**EXERCISES:**
1: According to the kernel build hang report, what kernel and platform does the main devel box run?
2: In the kernel build hang report, why does the poster say the behavior cannot easily be reproduced?
3: Restate the kernel build hang report between "This is a new" and "makes any difference.", inclusive, substituting "page cache" for "pagecache".

**PASSAGE SHOWN:**
►
On my main devel box, vanilla 2.6.23 on x86-64/Fedora-7, I'm seeing a
certain behavior at least once a day. I'll start a kernel build (make
-sj5 on this box), and it will "hang" in the following way:
> 31003 ? S 0:04 sshd: jgarzik@pts/0
> 31004 pts/0 Ss 0:02 \_ -bash
> 8280 pts/0 S+ 0:00 \_ make ARCH=i386 -sj4
> 8690 pts/0 Z+ 0:00 \_ [rm] <defunct>
> 8691 pts/0 S+ 0:00 \_ /bin/sh -c cat include/config/kernel.release 2> /dev/null
> 8692 pts/0 R+ 6:12 \_ cat include/config/kernel.release
Specifically, the symptom is a process, often a simple one like cat(1)
or rm(1) or somewhere in check-headers, will stay in the running state,
accumulating CPU time.
If I Ctrl-C the build, and start over, the build will normally -not- get
stuck at the same point, but proceed to chew through one of a bazillion
allmodconfig builds.
I also see this occasionally on my main workstation (also
2.6.23/x86-64/Fedora-7), though not as frequently.
This is a new behavior since the new scheduler was merged... I think.
Nothing more concrete to report at this time. I cannot easily reproduce
the behavior, as it happens [apparently] randomly sometime during the
day. Generally, the files these programs are dealing with are -always-
in the pagecache, if that makes any difference.
Jeff
On 10/19/2007 05:39 PM, Jeff Garzik wrote:
> On my main devel box, vanilla 2.6.23 on x86-64/Fedora-7, I'm seeing a
> certain behavior at least once a day. I'll start a kernel build (make
> -sj5 on this box), and it will "hang" in the following way:
>
Can you try to strace the hanging task?
◄
**Items listed in a dataset:**
►
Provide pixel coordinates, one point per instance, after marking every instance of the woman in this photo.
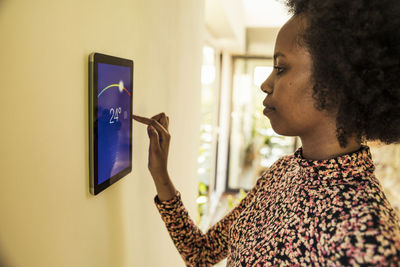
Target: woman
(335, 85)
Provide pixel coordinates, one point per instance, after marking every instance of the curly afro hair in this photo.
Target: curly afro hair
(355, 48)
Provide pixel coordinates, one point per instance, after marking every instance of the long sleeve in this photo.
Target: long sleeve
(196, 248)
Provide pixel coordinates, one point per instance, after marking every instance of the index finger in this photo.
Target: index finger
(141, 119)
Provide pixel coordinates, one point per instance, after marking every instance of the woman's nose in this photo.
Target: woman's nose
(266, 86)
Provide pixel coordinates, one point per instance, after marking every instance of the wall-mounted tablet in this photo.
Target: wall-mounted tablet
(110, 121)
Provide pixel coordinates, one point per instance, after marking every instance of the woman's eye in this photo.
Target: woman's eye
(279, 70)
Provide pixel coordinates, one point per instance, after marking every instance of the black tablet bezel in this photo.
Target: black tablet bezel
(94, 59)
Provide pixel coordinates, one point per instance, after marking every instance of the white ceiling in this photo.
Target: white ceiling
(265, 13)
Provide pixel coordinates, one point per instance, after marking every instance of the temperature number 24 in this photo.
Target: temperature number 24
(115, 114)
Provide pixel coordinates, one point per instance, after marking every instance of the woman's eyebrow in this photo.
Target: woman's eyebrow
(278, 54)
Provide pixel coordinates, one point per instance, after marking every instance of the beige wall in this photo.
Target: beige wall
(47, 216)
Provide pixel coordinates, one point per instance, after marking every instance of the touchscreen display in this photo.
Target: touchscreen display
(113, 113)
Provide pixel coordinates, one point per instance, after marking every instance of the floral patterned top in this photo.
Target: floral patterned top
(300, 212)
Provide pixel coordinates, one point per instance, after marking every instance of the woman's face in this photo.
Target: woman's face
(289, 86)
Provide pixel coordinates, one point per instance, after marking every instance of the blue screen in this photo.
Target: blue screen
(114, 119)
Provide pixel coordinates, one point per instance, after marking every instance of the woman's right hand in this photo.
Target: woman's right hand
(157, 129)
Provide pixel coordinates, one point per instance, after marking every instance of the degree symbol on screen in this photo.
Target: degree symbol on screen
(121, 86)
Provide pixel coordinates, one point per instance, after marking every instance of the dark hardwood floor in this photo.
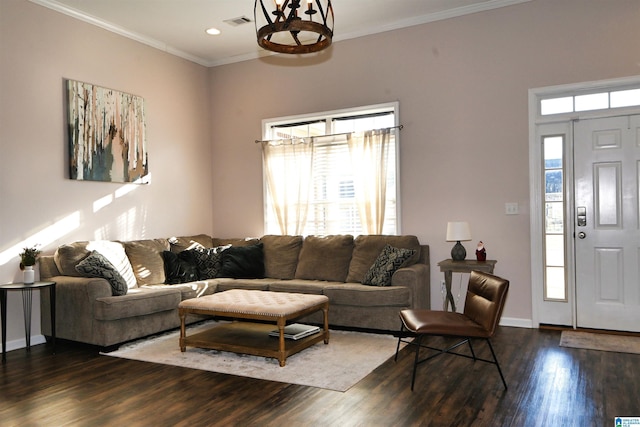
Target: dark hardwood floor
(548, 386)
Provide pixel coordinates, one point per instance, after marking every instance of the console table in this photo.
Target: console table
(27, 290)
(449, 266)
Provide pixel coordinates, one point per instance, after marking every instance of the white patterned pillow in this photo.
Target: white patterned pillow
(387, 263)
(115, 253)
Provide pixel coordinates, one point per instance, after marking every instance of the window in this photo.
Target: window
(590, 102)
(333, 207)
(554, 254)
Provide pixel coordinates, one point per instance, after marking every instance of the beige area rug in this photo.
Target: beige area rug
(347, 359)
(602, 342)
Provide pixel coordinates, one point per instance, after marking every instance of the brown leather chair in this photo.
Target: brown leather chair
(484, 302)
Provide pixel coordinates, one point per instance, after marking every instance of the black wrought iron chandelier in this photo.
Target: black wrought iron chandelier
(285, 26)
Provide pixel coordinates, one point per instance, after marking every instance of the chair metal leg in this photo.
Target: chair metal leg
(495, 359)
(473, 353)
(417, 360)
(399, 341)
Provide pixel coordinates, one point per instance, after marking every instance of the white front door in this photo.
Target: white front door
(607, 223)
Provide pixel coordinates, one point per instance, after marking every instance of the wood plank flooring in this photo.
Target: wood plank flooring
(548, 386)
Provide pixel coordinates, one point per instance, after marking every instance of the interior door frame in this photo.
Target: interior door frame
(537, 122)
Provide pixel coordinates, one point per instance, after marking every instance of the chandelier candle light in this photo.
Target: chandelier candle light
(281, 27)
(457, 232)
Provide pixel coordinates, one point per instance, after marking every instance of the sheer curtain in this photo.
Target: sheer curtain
◄
**ANSWERS BY TASK:**
1: Vanilla 2.6.23 on x86-64/Fedora-7.

2: It happens apparently at random, at some point during the day.

3:
This is a new behavior since the new scheduler was merged... I think.
Nothing more concrete to report at this time. I cannot easily reproduce
the behavior, as it happens [apparently] randomly sometime during the
day. Generally, the files these programs are dealing with are -always-
in the page cache, if that makes any difference.